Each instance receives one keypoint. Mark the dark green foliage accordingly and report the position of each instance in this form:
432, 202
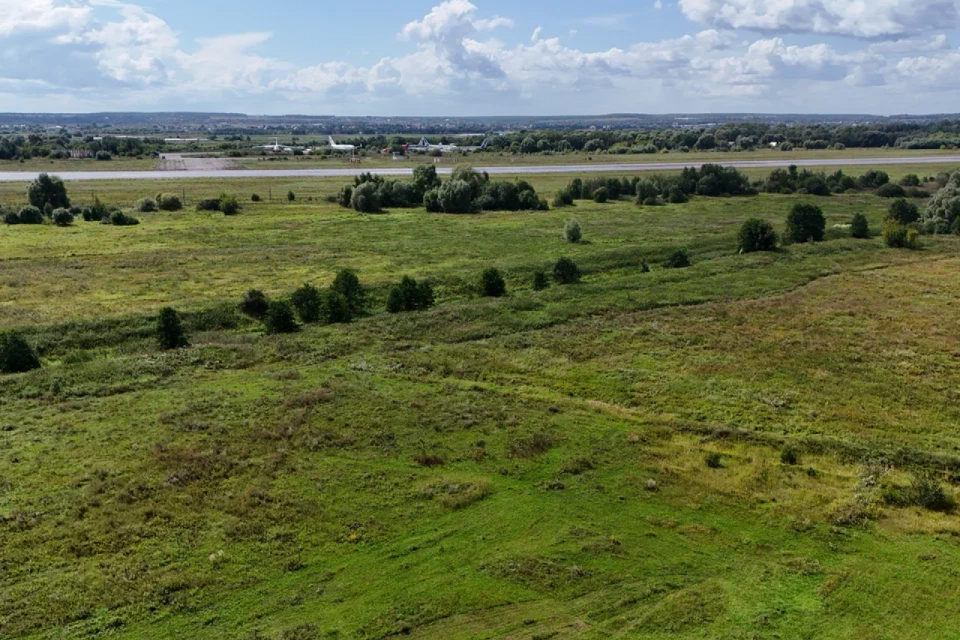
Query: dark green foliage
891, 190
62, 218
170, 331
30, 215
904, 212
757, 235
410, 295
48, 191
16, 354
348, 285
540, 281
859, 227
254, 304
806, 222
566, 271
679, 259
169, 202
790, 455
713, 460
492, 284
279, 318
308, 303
==
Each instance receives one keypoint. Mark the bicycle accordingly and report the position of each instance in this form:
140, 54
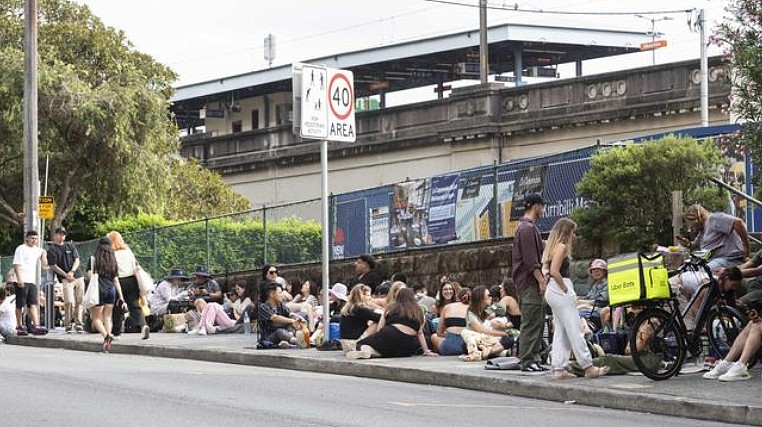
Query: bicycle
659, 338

What to produce: Show each line of the records above that contains the word "Mark", copying every such line in full.

Right answer:
Each instance receives one keypoint. Mark the dark green foliage accordingly and report the position of each instance in this form:
Each instance receives one keypoint. Mark the bicycle accordingly and report the position of each instance in this form:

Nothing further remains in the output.